▶ [Excerto do documento]

A questão do alojamento é importante para a atratividade das IES. A UBI viu aprovado um projeto que prevê a renovação de três residências e a adaptação de um imóvel para uma outra. Este é um dos maiores investimentos feitos pela UBI nesta área nos últimos anos?
É um investimento muito importante. Desde que tomei posse, uma das minhas preocupações é a melhoria de alojamento que proporcionamos aos nossos estudantes. Os nossos edifícios começam a necessitar de remodelação, pelo que a melhoria e a recuperação das residências foi um objetivo. Fizemos um projeto que foi aprovado pelo PRR (Plano de Recuperação e Resiliência). Uma das residências tem a sua intervenção quase concluída. No entanto, há uma questão que deve ser vista com cuidado, e que diz respeito ao aumento do preço dos materiais. Isto faz com que os valores reais sejam muito diferentes do aprovados pelo PRR.
E como é que essa questão pode ser resolvida?
É um problema que teremos que analisar. Iremos chamar a atenção à tutela. Sabemos que o Primeiro Ministro tentou junto da União Europeia para que houvesse um atraso na execução do PRR, mas isso não foi possível. Mas tem que se encontrar uma solução para se aumentar o valor de financiamento por cama, pois as verbas são manifestamente insuficientes devido ao aumento do custo dos materiais. Nesta residência que já estamos a construir, os custos subiram 40% face ao orçamento inicial. De referir ainda que as exigências técnicas colocadas pelo PRR relacionadas com a eficiência energética e a utilização de materiais reciclados, obrigam a intervenções que também aumentam os custos.

▶ [Informação extraída]
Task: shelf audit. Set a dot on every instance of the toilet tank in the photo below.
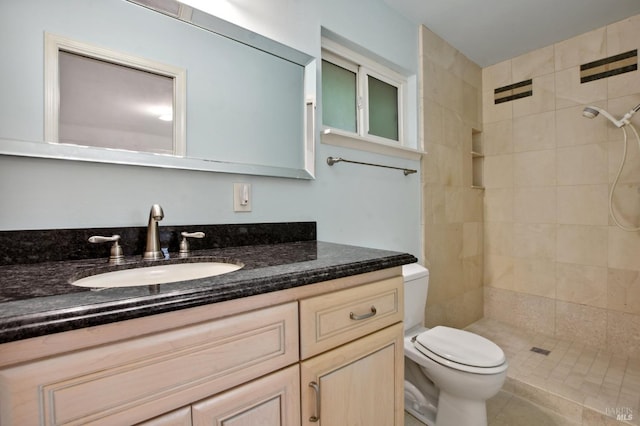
(416, 284)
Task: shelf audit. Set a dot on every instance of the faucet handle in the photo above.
(116, 257)
(184, 244)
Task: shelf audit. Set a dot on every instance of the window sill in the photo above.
(348, 140)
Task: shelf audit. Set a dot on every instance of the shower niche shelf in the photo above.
(477, 161)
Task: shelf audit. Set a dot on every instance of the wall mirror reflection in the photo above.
(102, 98)
(248, 104)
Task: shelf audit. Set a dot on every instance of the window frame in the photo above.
(364, 67)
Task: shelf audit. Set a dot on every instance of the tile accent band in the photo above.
(513, 91)
(607, 67)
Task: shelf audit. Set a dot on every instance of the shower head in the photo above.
(590, 112)
(593, 111)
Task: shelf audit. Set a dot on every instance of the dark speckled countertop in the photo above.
(37, 299)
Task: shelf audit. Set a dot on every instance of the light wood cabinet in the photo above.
(134, 380)
(238, 363)
(270, 401)
(360, 382)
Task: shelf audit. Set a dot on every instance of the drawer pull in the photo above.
(316, 388)
(357, 317)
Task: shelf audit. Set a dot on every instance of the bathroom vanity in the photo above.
(316, 340)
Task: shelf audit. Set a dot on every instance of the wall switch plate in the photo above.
(241, 197)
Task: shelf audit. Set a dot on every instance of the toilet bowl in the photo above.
(449, 373)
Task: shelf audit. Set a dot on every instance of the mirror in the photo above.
(250, 101)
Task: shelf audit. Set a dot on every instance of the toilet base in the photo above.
(456, 411)
(420, 406)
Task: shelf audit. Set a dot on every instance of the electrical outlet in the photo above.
(241, 197)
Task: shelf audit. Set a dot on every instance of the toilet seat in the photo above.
(461, 350)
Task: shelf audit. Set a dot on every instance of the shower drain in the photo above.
(540, 351)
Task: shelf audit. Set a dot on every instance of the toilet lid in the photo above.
(461, 347)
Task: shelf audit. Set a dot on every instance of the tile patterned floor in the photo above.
(573, 385)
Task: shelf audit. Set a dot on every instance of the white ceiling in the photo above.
(491, 31)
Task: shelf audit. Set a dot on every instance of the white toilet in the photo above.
(449, 373)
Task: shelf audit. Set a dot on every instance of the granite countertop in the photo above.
(37, 299)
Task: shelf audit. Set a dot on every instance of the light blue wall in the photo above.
(352, 204)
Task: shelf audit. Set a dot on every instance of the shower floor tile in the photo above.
(585, 385)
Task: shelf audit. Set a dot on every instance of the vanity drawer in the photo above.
(330, 320)
(136, 379)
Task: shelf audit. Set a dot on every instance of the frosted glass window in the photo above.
(383, 109)
(361, 98)
(339, 94)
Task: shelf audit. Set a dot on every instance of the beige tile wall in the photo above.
(553, 260)
(451, 105)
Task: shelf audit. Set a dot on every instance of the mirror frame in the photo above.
(195, 17)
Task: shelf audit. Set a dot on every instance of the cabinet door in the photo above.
(273, 400)
(332, 319)
(360, 383)
(180, 417)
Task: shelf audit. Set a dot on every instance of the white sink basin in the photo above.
(158, 274)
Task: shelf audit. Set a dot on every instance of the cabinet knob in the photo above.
(316, 418)
(357, 317)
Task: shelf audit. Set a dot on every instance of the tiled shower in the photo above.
(532, 247)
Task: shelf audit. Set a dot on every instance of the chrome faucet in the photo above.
(153, 252)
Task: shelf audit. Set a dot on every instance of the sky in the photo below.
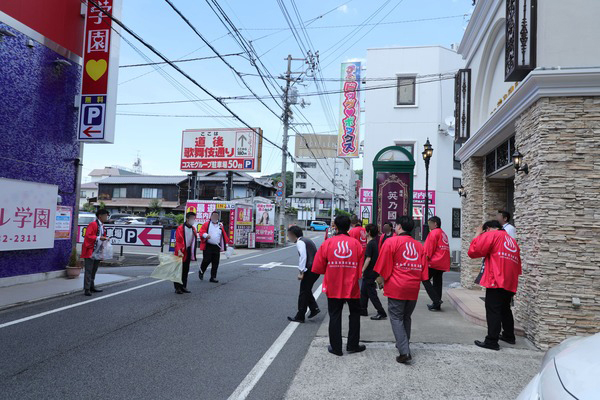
(153, 131)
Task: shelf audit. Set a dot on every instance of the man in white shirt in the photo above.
(504, 218)
(306, 253)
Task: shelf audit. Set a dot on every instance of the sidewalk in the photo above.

▶ [Problema a resolver]
Responda, com base no excerto sobre o alojamento na UBI:
1. Quantas residências o projeto aprovado prevê renovar?
2. Que plano aprovou o projeto?
3. Quanto subiram os custos da residência já em construção face ao orçamento inicial?
A listagem provém de outra fonte.

▶ [Resolução do exercício]
1. Três residências.
2. O PRR (Plano de Recuperação e Resiliência).
3. Subiram 40%.